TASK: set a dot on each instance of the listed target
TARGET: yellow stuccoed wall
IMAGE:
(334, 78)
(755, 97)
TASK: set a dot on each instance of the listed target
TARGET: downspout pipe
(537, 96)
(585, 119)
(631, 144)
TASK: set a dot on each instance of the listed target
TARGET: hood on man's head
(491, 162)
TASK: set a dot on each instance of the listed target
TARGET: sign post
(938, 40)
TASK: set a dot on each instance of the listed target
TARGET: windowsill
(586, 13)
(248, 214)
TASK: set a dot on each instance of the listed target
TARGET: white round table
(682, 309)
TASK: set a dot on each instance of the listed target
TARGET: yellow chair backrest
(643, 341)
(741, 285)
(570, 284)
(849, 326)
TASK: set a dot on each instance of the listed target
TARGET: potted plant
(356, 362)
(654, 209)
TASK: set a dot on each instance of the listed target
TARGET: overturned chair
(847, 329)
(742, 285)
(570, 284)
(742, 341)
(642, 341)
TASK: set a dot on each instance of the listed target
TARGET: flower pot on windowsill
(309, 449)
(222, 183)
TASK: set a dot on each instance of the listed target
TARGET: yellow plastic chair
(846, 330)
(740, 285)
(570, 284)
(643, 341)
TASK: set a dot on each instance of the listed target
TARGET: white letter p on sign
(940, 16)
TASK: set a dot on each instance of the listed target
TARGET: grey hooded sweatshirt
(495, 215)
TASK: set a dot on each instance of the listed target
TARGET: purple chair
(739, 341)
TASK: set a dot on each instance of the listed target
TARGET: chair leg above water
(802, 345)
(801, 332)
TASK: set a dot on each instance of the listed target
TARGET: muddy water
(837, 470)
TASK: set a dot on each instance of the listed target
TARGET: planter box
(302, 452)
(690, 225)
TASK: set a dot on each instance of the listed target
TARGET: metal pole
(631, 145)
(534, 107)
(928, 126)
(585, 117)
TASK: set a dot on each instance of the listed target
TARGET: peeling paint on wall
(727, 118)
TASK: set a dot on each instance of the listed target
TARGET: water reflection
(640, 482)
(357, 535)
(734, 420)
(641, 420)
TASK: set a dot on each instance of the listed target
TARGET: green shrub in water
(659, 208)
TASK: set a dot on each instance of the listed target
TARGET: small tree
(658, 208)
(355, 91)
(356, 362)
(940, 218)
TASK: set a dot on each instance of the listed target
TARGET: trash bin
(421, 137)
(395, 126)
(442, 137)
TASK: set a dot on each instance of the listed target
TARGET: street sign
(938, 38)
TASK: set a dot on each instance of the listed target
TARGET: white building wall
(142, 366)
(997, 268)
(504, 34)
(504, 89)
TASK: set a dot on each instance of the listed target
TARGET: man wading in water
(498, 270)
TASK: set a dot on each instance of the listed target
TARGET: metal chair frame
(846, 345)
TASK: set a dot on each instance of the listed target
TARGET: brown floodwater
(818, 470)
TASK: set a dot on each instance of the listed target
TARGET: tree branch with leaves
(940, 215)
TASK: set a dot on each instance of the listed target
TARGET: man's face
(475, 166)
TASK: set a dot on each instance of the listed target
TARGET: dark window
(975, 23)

+===+

* **Problem to solve**
Your task is to extract all of the records exactly.

* **In response**
TASK: set a dot on each instance of the listed target
TARGET: yellow stuccoed wall
IMAGE:
(334, 78)
(755, 97)
TASK: set a dot on each instance of the listed target
TARGET: downspout pipe
(537, 96)
(585, 119)
(631, 144)
TASK: set a dot on each instance of the listed target
TARGET: hood on man's head
(491, 162)
TASK: set a dot on each instance of the listed target
TARGET: sign post
(938, 40)
TASK: set a dot on each instance of the listed target
TARGET: windowsill
(586, 13)
(248, 214)
TASK: set a dot on each instance of the listed target
TARGET: white round table
(682, 309)
TASK: set a dot on each instance of the listed target
TARGET: yellow chair backrest
(643, 341)
(741, 285)
(570, 284)
(849, 326)
TASK: set a dot on each instance of the listed target
TARGET: potted plant
(356, 362)
(654, 209)
TASK: set a dot on each instance of the listed target
TARGET: overturned chair
(847, 329)
(742, 285)
(570, 284)
(742, 341)
(642, 341)
TASK: set a dot on each instance of the listed target
TARGET: flower pot on windowsill
(309, 449)
(222, 183)
TASK: set a dot on each instance of the listed target
TARGET: yellow plastic chair
(846, 330)
(740, 285)
(570, 284)
(643, 341)
TASK: set a dot on each instance of the listed target
TARGET: white letter p on sign
(940, 16)
TASK: set a dot on each instance of the listed target
TARGET: grey hooded sweatshirt
(495, 215)
TASK: set a dot on each instance of the listed target
TARGET: purple chair
(739, 341)
TASK: set a dot on each instance of the listed target
TARGET: chair leg above water
(802, 345)
(801, 332)
TASK: set a dot on each instance of the listed target
TARGET: muddy water
(837, 470)
TASK: set a dot on each instance of the listed target
TARGET: planter box
(302, 452)
(690, 225)
TASK: set a dot on each instance of the listed target
TARGET: metal pole
(631, 145)
(534, 107)
(928, 126)
(585, 117)
TASK: set a dot on each instance of the listed target
TARGET: peeling paint on wall
(727, 118)
TASK: set a dot on each instance of the listed target
TARGET: water reflection
(640, 482)
(357, 535)
(734, 420)
(641, 420)
TASK: set a dot on each instance of the listed target
TARGET: green shrub in water
(659, 208)
TASK: set a dot on each instance of the listed target
TARGET: small tree
(658, 208)
(355, 91)
(356, 362)
(940, 218)
TASK: set a dot on each instance of the listed target
TARGET: trash bin
(421, 137)
(395, 126)
(442, 137)
TASK: set a dot on each instance of the listed target
TARGET: street sign
(938, 38)
TASK: set a dot on each instance of the listed target
TARGET: white building wall
(142, 366)
(997, 268)
(504, 34)
(504, 89)
TASK: set a dot on each instance of the listed target
TARGET: man wading in water
(498, 270)
TASK: set a dot on each instance of the listed target
TARGET: metal chair frame
(846, 345)
TASK: set a dot on each instance of the listed target
TARGET: brown floodwater
(818, 470)
TASK: set a dot on each instance of the listed target
TARGET: tree branch with leaves
(940, 215)
TASK: set a dot on each instance of the listed target
TARGET: man's face
(475, 166)
TASK: set a dot on each instance of the listed target
TARGET: dark window
(975, 23)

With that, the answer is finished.